## Excerpt
%%

OK. So this is the classification. Let's just focus on the simple examples. We have discussed electric dipole and magnetic dipole radiation. These are induced by vectors. Remember, E1 is the dipole vector. For M1, the matrix element was by the angular momentum vector. So
These are vectors. And that means the representation of the spherical tensors, or the quantum numbers of the spherical tensors, are the same of the Y1n. And so for dipole radiation, whether it's electric or magnetic, we have now with the dipole selection rules, which pretty much save you at one unit of angular momentum to state B. Can you reach state A with that?
And these selection rules are that you can change the angular momentum between initial state by 0 and 1. This is the triangle rule. And delta m can be 0 and plus/minus 1, depending on polarization, which we want to discuss in a moment.
So in angular momentum, electric and magnetic dipoles have the same selection rule, where when it comes to the question of parity, we've already discussed that. That an electric dipole connects to a state of opposite parity, whereas, the magnetic dipole connects two states of the same parity. And of course, this comes about because L is an axial vector, and R is a polar vector, which have different symmetry when you invert the coordinate system.
The one higher multipole port transition, which we discussed, was the electric quadrupole, E2. And the spherical tensor operators for the quadrupole transition, I gave you already the example of, let's say, xz, products of two coordinates, because we went one order higher than the dipole. They transform as Y2m. And therefore, we have selection rules for quadrupole transitions, which tell us now that we can change the total angular momentum up to 2. And also, delta m can change up to two units.
And again, just to emphasize, because people get confused all the time. When we talk about a quadrupole transition, we mean absolutely positively a transition where one photon is emitted. If you fully quantize the field, there is one creation operator of the photon. It's one photon which is created, and this photon carries away the angular momentum we've just specified.
Questions about that? Let me conclude our discussion of matrix elements by talking about something which is experimentally very relevant. And this is how selection rules depend on the polarization of light. And I only want to discuss it for electric dipole transitions.

%%

## What is expected
Repeat word for word the part of the selection-rules excerpt starting with "And again, just" and going on through "we've just specified.". None of the lines that come next are needed.

## Records
%%

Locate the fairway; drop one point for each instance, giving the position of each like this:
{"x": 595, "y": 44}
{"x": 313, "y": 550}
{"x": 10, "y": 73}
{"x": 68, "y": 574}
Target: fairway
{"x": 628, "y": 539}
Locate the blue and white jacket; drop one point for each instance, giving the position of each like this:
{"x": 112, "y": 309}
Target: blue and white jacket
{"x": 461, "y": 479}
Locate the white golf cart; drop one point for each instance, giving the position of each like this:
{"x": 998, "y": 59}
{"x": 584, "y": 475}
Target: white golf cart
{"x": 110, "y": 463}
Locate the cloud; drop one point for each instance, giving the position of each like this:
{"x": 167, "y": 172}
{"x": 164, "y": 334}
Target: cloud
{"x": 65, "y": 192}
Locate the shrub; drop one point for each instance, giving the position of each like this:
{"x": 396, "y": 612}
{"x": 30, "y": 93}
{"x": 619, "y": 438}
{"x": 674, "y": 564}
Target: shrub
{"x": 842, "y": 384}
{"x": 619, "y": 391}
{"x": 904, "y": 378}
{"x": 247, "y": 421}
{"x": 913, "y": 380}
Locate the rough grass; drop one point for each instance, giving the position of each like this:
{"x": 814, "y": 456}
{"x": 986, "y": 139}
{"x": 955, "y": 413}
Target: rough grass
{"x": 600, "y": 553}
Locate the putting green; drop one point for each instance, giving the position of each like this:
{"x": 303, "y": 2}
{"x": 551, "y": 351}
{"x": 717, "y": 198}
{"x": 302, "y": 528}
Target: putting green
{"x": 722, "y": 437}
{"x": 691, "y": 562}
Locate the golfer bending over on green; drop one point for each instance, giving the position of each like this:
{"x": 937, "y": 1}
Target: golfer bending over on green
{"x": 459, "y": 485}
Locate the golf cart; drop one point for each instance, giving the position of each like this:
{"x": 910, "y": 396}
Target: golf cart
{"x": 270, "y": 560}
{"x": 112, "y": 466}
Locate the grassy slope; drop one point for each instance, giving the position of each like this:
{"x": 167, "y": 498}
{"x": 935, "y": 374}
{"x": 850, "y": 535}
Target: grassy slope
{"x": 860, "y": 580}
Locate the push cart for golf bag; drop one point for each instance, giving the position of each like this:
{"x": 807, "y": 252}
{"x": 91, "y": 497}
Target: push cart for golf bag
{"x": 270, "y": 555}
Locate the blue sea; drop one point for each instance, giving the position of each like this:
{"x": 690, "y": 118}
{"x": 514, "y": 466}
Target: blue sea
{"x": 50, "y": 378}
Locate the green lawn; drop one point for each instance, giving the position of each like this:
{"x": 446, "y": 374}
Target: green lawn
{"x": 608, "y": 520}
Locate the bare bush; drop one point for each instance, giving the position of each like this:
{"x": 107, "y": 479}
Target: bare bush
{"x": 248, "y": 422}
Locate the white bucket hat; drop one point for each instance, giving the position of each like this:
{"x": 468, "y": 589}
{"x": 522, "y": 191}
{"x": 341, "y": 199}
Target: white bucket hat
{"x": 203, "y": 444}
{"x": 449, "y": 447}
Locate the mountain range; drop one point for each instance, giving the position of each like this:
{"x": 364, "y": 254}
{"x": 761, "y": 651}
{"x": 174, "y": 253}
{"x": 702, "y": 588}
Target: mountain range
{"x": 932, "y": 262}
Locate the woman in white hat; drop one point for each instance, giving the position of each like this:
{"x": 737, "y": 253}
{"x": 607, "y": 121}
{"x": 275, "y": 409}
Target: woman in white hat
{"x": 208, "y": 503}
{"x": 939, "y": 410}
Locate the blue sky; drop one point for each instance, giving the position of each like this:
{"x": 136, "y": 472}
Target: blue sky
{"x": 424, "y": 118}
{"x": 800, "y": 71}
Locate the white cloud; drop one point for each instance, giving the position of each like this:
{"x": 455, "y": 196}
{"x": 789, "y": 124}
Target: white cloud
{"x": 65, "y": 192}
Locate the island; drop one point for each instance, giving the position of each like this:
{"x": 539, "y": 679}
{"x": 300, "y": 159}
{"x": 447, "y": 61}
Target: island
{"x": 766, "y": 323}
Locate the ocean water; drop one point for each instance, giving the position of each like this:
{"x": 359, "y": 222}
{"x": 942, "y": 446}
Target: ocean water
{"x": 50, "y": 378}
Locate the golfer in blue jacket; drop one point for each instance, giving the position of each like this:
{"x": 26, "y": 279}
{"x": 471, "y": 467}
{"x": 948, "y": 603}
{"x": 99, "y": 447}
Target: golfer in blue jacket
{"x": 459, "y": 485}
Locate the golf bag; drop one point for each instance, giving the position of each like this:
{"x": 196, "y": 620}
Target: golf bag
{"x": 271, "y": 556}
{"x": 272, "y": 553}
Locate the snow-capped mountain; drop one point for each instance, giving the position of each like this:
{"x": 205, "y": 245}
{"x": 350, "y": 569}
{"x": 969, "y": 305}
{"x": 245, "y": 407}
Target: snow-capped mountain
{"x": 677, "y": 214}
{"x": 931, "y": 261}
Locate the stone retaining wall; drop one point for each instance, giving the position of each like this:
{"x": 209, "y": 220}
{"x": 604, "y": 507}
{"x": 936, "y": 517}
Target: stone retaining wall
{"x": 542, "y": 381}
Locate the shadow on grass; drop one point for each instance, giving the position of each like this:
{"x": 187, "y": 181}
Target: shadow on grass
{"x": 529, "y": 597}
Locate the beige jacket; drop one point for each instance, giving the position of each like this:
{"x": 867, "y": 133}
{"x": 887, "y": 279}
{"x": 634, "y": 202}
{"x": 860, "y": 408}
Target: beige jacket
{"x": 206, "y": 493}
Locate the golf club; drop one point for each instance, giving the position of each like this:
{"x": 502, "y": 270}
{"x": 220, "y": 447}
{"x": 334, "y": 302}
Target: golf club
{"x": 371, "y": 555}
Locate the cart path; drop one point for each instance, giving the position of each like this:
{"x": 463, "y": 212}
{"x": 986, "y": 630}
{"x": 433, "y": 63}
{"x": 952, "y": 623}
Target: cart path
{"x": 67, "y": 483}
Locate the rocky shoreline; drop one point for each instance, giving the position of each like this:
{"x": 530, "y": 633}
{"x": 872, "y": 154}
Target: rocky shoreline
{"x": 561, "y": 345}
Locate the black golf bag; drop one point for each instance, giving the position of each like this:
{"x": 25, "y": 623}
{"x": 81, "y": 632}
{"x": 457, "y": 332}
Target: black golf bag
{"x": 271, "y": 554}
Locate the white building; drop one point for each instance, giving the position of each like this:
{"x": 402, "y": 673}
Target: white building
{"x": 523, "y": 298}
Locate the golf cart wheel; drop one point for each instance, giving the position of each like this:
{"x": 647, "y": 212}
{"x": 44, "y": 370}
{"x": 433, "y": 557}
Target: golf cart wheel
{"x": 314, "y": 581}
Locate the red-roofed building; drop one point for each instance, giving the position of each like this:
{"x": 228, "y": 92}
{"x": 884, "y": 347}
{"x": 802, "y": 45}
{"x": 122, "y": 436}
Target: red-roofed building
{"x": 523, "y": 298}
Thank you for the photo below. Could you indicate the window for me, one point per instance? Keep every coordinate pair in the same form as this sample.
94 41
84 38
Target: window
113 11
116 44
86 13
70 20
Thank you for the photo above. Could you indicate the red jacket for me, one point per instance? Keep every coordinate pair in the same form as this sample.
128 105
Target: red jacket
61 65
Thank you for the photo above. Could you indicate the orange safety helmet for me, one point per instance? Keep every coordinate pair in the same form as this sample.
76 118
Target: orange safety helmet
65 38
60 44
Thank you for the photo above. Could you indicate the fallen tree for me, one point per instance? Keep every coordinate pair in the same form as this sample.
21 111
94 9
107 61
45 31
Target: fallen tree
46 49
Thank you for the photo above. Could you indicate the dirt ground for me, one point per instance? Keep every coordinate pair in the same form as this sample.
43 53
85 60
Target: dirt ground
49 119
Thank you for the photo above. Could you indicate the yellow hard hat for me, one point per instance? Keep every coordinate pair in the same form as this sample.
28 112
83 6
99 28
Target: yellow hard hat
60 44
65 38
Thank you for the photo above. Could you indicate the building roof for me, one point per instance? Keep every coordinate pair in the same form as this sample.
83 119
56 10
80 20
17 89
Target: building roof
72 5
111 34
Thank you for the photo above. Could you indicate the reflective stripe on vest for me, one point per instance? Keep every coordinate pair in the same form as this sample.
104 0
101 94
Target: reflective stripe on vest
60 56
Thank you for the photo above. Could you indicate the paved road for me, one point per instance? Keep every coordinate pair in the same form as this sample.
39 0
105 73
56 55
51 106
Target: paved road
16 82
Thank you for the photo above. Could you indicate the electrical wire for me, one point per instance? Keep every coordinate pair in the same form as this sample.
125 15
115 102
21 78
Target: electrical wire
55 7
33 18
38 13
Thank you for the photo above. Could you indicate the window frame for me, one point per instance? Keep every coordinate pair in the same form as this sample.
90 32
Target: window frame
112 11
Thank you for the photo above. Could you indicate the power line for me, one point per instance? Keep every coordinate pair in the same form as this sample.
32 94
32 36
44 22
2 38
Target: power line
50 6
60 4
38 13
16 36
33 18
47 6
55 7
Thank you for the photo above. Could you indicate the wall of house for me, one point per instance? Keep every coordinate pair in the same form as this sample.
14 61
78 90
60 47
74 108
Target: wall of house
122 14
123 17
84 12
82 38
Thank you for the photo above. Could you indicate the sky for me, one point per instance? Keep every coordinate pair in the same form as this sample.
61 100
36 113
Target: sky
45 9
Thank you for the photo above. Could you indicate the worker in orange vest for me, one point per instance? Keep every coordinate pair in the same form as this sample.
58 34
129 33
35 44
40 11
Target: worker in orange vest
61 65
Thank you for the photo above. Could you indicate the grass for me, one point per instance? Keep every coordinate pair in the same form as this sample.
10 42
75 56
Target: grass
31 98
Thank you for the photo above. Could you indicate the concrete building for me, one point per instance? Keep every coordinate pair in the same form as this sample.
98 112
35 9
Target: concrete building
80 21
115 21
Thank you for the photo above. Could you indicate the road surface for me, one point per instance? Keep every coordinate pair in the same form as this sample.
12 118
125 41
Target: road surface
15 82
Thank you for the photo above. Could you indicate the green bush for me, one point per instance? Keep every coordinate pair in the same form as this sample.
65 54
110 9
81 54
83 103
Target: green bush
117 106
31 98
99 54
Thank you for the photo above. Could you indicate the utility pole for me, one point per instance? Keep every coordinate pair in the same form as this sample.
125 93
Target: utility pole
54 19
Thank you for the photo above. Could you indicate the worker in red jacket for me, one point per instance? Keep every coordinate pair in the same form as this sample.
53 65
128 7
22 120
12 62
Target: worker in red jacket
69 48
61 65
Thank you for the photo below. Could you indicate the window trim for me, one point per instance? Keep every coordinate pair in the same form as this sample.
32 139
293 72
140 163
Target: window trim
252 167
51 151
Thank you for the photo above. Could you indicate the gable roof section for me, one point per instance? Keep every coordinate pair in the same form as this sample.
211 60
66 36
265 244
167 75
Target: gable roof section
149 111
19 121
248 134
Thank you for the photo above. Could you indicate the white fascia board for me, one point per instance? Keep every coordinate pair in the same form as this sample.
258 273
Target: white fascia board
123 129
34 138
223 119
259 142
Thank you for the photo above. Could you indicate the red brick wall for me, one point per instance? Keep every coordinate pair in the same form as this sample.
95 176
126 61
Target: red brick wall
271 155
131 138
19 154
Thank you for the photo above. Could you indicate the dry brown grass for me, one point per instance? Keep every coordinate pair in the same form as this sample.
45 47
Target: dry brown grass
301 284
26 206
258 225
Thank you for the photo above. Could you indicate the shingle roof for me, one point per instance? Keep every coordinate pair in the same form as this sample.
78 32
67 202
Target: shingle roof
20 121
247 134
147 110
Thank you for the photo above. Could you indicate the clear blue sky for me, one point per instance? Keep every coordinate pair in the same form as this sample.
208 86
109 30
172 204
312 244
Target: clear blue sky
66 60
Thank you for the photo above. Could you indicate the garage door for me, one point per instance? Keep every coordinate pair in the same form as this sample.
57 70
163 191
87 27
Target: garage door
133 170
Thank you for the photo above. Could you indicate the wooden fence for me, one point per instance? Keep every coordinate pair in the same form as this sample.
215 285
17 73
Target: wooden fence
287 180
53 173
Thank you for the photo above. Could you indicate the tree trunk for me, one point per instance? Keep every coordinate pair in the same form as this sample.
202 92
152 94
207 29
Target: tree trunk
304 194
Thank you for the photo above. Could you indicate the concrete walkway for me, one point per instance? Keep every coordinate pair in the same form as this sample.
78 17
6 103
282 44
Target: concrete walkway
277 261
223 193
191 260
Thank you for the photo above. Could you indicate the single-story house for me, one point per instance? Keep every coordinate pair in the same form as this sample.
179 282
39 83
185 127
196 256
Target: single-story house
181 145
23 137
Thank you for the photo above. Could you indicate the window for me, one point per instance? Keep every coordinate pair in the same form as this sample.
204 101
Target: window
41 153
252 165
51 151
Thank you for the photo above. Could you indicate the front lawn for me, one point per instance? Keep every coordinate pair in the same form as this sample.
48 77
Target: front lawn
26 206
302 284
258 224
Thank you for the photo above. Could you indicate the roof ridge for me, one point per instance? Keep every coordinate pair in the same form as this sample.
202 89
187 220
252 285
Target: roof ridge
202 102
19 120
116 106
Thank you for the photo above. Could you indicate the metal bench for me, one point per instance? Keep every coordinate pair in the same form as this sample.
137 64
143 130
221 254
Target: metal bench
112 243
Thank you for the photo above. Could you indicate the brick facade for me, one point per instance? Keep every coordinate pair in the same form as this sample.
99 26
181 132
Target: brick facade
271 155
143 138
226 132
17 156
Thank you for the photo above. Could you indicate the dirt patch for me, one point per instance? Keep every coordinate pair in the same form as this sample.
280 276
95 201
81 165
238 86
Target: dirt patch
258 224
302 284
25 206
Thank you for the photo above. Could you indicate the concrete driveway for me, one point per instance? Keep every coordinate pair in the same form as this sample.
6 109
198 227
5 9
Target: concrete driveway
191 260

%%

## Result of the task
And again, just to emphasize, because people get confused all the time. When we talk about a quadrupole transition, we mean absolutely positively a transition where one photon is emitted. If you fully quantize the field, there is one creation operator of the photon. It's one photon which is created, and this photon carries away the angular momentum we've just specified.